:: Written exercise ::
Return exactly the lines that run from the one containing "[locate] judge in black robe (one dot each)" to the end of the entries, with both ends included.

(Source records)
## Begin
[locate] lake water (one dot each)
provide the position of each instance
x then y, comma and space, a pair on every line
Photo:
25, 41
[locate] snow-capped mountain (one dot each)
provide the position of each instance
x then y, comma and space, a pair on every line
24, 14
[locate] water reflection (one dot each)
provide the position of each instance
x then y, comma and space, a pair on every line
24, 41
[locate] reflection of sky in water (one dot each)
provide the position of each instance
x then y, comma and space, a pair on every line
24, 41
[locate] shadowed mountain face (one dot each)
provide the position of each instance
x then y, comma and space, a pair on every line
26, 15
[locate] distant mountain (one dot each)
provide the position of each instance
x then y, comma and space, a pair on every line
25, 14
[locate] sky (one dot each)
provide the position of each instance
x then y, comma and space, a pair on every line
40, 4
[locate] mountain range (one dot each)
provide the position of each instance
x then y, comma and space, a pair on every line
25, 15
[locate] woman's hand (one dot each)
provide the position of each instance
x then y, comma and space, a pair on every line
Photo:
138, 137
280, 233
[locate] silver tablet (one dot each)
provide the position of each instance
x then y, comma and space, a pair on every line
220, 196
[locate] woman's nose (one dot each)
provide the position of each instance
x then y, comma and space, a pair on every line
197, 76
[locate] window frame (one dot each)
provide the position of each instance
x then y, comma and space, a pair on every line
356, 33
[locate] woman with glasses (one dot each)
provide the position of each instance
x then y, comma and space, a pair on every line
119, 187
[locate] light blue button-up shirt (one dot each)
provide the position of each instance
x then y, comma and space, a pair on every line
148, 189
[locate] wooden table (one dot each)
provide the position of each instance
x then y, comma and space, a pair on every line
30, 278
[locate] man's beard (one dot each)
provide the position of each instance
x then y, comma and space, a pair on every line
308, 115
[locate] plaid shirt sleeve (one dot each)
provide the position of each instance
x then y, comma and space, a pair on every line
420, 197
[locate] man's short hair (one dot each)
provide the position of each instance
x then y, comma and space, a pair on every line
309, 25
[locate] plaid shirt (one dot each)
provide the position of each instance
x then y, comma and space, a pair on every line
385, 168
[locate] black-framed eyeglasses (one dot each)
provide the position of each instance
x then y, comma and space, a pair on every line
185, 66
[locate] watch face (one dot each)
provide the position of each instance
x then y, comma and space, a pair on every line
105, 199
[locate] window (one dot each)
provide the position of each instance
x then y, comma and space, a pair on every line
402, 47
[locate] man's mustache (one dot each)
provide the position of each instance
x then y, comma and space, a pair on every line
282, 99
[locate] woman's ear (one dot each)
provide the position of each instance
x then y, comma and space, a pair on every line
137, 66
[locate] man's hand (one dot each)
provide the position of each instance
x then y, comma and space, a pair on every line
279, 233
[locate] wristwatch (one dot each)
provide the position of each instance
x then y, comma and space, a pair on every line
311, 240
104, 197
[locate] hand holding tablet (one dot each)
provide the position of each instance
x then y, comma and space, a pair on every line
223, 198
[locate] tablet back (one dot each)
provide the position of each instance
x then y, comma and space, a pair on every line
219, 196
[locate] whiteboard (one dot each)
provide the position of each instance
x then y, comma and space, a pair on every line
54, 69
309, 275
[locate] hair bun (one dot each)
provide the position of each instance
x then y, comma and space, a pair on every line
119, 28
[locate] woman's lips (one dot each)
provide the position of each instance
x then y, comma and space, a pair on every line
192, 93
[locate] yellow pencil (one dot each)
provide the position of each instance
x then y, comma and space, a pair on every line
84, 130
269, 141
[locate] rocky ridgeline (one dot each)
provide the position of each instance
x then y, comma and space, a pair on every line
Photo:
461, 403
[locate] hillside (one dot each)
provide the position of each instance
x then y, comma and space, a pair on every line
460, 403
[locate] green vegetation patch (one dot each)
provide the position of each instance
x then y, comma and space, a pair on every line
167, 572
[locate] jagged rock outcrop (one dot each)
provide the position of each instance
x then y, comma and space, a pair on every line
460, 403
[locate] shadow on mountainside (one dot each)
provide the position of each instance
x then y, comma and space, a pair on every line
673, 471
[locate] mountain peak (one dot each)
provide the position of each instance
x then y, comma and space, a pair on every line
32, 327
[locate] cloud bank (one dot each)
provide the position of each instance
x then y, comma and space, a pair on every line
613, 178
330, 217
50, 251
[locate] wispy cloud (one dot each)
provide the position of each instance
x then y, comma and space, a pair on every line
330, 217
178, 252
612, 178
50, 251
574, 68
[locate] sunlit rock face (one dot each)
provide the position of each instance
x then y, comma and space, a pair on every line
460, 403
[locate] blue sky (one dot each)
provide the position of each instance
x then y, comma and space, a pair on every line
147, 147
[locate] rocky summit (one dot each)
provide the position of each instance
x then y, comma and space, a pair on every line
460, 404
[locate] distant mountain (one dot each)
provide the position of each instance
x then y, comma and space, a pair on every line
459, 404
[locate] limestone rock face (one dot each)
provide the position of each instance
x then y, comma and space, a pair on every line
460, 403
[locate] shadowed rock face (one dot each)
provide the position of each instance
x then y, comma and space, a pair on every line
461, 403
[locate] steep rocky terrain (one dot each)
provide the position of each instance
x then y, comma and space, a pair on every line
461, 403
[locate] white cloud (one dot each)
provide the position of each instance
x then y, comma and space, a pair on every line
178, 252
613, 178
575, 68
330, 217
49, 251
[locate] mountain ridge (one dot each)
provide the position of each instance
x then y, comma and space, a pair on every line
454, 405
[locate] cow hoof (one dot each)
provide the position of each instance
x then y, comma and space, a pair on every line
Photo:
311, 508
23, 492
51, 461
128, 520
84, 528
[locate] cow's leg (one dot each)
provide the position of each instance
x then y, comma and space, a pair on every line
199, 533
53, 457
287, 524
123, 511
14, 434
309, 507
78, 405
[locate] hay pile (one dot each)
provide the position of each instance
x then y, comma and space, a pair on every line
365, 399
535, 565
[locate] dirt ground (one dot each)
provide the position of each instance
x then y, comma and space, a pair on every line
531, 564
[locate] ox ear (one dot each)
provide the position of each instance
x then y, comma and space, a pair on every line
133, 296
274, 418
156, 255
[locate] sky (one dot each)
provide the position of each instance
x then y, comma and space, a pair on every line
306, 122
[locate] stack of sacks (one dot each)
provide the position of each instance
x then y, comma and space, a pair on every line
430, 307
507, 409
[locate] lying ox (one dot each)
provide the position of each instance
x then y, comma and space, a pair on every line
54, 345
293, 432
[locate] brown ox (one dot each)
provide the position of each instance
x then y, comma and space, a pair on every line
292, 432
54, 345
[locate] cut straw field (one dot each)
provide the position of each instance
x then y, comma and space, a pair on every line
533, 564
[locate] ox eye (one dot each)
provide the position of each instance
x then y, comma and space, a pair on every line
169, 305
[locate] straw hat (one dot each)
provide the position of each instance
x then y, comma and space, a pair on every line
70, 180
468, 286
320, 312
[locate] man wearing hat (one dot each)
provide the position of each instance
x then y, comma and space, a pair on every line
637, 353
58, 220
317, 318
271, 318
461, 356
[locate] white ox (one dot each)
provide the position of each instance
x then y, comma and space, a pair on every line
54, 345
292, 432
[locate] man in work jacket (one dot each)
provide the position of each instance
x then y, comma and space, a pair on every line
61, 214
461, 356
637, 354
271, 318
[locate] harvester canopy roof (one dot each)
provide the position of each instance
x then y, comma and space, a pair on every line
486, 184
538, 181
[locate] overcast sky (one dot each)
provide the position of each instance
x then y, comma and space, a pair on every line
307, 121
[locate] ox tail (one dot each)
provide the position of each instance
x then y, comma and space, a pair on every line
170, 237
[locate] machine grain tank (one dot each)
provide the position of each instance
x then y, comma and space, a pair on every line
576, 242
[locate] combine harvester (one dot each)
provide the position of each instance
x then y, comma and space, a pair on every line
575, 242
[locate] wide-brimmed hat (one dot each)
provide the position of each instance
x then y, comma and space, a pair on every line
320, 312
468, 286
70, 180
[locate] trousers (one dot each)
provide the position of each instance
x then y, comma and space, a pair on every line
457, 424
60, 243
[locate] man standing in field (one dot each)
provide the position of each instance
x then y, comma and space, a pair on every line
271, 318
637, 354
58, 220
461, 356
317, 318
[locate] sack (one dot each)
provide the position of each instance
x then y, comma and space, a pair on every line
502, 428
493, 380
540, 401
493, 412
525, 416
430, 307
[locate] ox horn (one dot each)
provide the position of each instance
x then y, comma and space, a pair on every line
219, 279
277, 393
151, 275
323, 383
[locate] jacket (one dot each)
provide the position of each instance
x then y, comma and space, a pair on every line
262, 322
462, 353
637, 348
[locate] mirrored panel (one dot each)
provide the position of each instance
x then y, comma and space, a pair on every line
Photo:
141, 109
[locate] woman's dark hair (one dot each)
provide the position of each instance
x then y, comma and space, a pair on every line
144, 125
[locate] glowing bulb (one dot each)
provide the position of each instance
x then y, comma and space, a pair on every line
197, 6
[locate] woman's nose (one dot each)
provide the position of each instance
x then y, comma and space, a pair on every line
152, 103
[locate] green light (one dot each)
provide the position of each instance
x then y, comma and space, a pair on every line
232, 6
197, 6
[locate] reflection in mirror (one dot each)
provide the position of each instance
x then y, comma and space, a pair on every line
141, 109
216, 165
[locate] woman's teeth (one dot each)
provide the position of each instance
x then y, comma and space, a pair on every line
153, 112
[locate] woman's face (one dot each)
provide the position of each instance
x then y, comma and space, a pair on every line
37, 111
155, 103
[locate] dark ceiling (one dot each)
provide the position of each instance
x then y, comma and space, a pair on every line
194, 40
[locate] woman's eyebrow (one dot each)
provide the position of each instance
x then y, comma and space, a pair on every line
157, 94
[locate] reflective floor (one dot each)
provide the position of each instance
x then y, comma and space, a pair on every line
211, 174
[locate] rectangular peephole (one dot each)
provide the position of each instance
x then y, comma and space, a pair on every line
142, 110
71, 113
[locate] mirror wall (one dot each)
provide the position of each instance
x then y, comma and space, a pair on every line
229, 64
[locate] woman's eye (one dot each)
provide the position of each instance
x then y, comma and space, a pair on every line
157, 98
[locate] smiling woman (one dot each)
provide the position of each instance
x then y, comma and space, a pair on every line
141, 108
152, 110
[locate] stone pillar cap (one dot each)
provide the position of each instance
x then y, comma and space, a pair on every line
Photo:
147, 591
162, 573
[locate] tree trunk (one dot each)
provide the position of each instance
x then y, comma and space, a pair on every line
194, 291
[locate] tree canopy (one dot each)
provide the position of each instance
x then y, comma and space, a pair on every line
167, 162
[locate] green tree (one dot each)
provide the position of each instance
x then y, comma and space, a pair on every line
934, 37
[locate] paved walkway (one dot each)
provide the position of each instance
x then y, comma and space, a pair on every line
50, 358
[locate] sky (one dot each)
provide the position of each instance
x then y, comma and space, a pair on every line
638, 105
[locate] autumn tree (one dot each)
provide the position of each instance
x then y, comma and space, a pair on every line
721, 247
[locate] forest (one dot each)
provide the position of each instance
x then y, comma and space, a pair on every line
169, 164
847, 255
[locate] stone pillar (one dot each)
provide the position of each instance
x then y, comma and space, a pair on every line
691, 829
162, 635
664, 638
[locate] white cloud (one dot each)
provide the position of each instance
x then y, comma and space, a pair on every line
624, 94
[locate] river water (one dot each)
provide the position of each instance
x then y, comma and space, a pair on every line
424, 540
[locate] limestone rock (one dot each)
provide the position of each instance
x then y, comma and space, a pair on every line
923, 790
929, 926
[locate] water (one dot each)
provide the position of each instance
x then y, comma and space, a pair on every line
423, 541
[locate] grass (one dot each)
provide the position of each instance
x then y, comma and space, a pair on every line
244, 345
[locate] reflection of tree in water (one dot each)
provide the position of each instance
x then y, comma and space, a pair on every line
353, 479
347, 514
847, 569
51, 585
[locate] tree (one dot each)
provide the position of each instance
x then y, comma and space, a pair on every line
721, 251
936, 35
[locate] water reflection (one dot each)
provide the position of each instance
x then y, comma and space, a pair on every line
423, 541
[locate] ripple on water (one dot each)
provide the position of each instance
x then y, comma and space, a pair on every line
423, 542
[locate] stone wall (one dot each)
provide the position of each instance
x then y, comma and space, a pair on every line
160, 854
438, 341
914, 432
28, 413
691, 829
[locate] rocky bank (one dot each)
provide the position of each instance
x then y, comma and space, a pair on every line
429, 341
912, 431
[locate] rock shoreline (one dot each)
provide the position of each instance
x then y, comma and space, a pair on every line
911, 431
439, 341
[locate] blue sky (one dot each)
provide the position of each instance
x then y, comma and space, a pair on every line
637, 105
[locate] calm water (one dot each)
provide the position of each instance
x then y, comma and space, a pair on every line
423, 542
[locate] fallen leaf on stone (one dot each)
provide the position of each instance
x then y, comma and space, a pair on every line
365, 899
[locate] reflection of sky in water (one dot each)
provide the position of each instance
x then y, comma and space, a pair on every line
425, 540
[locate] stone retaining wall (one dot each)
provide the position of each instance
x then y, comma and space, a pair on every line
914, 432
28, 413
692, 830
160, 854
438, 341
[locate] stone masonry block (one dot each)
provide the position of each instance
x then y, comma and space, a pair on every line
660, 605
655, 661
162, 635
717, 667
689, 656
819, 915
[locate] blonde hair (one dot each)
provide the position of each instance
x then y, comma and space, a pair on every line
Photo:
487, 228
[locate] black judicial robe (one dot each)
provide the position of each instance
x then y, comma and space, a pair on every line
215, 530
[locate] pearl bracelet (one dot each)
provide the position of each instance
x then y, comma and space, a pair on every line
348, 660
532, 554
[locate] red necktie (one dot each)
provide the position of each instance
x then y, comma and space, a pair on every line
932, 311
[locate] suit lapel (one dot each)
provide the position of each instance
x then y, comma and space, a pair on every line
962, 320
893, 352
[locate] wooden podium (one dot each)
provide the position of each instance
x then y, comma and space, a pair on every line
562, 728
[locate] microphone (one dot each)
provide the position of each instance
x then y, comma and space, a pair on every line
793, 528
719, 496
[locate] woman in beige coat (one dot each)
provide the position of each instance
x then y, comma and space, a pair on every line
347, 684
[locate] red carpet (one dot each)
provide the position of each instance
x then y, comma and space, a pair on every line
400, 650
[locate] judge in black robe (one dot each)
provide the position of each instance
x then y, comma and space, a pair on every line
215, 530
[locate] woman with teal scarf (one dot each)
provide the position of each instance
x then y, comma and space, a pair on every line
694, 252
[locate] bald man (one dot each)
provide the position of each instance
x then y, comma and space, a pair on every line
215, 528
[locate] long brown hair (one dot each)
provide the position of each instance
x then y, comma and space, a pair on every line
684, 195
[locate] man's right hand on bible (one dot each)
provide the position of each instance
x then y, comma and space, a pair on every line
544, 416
## End
:: Answer ::
[locate] judge in black robe (one dot each)
provide the position of each instance
x then y, comma and space, a pair on every line
215, 530
[locate] woman with teal scarf (one dot each)
provide the position of each instance
x then y, comma and space, a pair on every line
694, 252
[locate] bald man (one dot each)
provide the position of each instance
x then y, comma and space, a pair on every line
215, 528
[locate] long brown hair (one dot each)
provide the position of each instance
x then y, comma and space, a pair on every line
684, 195
[locate] man's right hand on bible (one dot each)
provide the position of each instance
x then y, comma and space, a pair on every line
544, 416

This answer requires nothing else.